Selected excerpt -
The Hatikva neighborhood of south Tel Aviv has filled with more and more illegal infiltrators in recent years. Currently, there over 50,000 foreign workers living in the neighborhood, with almost 40,000 being illegal infiltrators from Eritrea and Sudan, according to Shlomo Maslawi, a member of the Tel Aviv municipality and chairman of the Hatikva neighborhood’s committee.
Maslawi spoke to Maariv about the situation in the Hatikva neighborhood, with an increasingly high number of foreign workers being diagnosed with the coronavirus in recent days. “The elderly are again stuck at home, afraid to venture out,” he said. “They didn’t leave their homes during the lockdown and now they’re forced to stay at home again.”
“We warned that there wasn’t enough testing and enforcement,” Maslawi said. “Now we’re seeing the results.”

Requirement -
Answer these about the Hatikva neighborhood report:
(a) From which two countries do the illegal infiltrators in the neighborhood come?
(b) Which outlet did Maslawi speak to about the situation?
(c) What did Maslawi say there was not enough of?

Information given -
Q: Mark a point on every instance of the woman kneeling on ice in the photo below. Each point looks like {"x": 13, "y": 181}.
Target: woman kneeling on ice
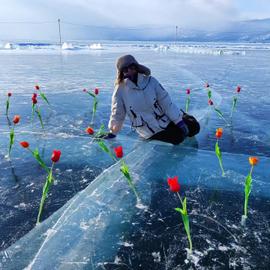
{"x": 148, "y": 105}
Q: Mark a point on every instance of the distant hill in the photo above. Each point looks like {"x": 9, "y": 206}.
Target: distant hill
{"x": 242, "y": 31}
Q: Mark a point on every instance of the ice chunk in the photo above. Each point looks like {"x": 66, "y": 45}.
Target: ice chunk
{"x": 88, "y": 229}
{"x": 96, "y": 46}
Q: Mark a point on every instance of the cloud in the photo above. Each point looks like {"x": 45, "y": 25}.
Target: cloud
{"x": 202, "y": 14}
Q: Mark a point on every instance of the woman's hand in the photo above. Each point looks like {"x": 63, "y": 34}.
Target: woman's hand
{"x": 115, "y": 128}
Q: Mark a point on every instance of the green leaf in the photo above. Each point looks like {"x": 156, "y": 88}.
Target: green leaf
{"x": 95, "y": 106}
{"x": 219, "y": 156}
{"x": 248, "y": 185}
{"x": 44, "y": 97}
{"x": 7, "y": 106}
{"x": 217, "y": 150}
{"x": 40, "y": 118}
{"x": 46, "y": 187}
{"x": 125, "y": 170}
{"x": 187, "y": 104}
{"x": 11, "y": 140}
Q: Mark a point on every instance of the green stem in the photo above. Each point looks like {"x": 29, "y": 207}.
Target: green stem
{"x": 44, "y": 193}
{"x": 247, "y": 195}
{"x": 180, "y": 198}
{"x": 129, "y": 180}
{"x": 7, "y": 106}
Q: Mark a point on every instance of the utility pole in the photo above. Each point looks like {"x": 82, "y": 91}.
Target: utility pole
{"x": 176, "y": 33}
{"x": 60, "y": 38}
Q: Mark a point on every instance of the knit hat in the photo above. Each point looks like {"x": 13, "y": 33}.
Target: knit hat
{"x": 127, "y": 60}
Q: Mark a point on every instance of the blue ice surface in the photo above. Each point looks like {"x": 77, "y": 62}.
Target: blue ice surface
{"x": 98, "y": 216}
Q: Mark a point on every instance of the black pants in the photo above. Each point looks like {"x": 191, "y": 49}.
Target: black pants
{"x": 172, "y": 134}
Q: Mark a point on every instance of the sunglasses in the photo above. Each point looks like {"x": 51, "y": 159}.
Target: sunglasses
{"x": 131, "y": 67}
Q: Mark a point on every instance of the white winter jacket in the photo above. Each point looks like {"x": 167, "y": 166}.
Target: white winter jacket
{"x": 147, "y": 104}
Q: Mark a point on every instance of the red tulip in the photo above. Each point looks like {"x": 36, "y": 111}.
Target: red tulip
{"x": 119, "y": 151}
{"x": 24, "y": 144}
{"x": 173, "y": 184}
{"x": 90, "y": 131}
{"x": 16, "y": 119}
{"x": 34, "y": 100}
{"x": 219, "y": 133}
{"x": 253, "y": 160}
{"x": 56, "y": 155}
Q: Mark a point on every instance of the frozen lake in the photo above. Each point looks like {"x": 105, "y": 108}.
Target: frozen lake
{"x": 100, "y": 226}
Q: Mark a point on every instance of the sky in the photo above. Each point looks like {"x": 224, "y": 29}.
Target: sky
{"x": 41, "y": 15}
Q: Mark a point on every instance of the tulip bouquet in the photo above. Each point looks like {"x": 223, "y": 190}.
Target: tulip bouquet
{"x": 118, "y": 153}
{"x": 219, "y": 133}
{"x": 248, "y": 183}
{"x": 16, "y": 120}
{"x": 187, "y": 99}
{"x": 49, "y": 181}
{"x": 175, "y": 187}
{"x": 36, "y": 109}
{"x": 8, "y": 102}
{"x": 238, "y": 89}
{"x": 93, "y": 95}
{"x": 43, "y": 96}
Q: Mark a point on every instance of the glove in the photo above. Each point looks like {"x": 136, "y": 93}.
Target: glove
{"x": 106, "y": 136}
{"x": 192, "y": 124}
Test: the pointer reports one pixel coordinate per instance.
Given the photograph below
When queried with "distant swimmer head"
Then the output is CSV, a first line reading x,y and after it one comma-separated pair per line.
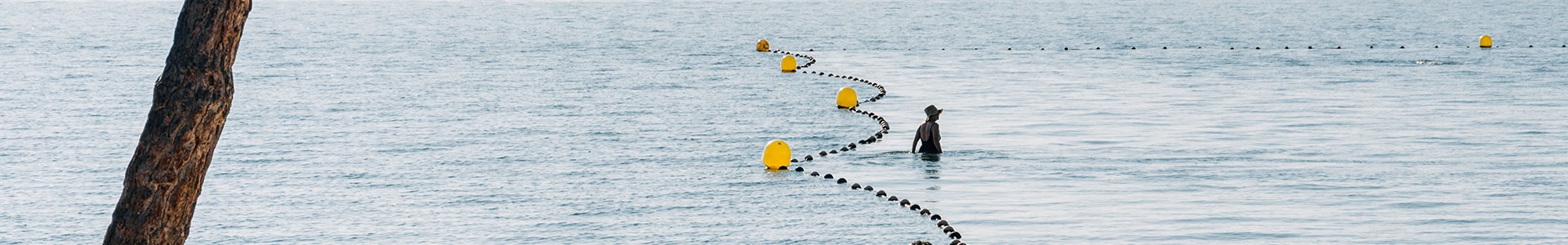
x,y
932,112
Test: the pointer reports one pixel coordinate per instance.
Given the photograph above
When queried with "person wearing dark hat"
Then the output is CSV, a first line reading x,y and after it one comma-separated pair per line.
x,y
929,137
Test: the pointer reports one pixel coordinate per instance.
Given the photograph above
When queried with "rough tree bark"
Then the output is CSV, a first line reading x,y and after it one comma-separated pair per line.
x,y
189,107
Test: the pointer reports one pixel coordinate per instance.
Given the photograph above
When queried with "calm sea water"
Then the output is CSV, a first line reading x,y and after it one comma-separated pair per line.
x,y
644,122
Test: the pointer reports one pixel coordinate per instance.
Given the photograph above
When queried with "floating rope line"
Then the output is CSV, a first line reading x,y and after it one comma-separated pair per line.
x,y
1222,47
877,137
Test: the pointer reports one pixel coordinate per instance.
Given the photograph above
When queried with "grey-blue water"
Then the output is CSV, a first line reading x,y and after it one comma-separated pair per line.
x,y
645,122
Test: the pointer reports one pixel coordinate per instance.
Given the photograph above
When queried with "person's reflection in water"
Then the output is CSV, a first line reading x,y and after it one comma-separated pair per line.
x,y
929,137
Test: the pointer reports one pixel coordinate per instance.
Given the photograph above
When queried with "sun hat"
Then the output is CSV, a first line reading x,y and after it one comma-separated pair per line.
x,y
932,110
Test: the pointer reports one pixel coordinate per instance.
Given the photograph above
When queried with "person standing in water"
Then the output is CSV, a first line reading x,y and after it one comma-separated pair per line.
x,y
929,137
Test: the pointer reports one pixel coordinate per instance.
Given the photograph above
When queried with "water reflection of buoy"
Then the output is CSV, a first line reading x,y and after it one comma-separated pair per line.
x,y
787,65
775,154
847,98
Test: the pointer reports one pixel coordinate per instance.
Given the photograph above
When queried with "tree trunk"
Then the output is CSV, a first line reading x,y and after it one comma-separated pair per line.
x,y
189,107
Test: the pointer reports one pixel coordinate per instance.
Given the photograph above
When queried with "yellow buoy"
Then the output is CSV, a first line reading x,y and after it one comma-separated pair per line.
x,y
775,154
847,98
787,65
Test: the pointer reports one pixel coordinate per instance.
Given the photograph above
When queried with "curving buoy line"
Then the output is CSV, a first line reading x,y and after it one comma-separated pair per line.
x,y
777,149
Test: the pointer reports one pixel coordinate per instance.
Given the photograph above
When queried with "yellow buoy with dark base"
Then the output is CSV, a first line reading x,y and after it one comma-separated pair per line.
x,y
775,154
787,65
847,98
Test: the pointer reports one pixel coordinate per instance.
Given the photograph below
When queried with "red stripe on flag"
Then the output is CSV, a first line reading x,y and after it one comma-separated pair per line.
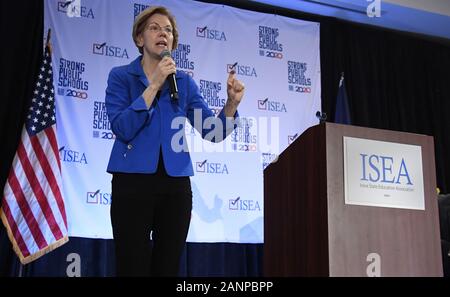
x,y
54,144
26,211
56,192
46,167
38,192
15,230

Answer for the task -
(a) Eritrea and Sudan
(b) Maariv
(c) Testing and enforcement